**Supplied material:**
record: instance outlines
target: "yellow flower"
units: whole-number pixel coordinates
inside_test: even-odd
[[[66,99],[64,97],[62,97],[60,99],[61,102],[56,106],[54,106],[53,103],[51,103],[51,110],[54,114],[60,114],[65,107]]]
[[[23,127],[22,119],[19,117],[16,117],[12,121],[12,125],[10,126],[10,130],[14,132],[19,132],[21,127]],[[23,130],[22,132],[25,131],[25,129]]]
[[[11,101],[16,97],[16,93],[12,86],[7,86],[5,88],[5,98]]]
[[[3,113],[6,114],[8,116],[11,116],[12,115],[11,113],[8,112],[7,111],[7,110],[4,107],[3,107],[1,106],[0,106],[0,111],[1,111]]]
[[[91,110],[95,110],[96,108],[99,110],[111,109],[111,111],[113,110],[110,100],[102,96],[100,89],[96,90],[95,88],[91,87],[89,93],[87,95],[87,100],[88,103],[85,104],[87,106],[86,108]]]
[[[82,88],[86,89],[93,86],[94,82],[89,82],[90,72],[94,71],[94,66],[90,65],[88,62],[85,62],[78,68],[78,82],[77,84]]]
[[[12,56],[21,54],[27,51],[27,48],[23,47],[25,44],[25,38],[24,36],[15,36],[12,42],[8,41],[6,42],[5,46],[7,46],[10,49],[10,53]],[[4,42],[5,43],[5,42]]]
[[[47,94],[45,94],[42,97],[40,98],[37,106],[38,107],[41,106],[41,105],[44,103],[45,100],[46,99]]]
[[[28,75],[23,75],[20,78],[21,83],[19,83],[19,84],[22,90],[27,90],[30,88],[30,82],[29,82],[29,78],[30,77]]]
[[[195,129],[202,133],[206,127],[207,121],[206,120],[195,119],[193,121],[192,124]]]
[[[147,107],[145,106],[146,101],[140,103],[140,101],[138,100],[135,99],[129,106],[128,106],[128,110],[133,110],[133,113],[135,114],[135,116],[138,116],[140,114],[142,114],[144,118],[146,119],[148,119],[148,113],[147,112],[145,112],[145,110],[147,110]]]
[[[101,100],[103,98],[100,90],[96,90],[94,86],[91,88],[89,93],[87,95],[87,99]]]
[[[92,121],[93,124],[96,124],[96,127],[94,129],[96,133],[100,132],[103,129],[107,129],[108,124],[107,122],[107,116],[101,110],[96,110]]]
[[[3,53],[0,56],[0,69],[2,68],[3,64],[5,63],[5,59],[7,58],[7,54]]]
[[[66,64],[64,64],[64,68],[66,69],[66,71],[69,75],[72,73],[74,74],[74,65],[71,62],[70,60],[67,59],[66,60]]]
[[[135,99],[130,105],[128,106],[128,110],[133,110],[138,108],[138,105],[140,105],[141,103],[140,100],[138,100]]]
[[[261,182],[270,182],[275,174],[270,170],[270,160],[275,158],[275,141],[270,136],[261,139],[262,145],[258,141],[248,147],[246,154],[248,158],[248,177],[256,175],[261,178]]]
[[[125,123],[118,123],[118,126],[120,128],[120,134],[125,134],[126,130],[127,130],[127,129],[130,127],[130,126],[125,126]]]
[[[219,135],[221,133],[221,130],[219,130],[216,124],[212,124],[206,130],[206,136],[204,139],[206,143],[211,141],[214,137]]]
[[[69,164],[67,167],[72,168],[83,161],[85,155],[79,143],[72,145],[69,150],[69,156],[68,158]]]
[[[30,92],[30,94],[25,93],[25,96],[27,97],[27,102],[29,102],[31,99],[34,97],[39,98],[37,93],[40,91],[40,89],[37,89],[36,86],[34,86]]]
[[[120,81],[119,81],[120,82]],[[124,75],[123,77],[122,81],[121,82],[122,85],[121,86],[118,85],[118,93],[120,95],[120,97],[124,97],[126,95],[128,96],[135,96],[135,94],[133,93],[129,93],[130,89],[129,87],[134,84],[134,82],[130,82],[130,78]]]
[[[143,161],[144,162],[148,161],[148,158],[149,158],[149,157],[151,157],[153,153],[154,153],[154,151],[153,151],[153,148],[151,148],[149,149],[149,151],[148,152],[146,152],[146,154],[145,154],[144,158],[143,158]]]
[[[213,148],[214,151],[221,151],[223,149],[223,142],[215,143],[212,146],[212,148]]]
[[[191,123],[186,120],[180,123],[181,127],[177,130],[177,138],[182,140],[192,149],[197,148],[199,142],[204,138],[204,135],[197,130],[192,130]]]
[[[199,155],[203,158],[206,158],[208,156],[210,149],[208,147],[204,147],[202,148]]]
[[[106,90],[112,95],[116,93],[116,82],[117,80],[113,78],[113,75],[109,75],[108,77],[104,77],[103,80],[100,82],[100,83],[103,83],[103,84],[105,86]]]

**Stated task:** Copy the records verbatim, starting from their first line and continuing through the line that contains "[[[11,101],[16,97],[16,93],[12,86],[7,86],[5,88],[5,98]]]", inclusive.

**Result for this exercise:**
record: instance outlines
target: "yellow flower"
units: whole-number pixel coordinates
inside_test: even-odd
[[[66,99],[64,97],[62,97],[60,99],[61,102],[56,106],[54,106],[53,103],[51,103],[51,110],[54,114],[60,114],[65,107]]]
[[[23,127],[22,119],[19,117],[16,117],[12,121],[12,125],[10,126],[10,130],[14,132],[19,132],[21,127]],[[23,130],[22,132],[25,131],[25,129]]]
[[[11,101],[16,97],[16,93],[12,86],[7,86],[5,88],[5,98]]]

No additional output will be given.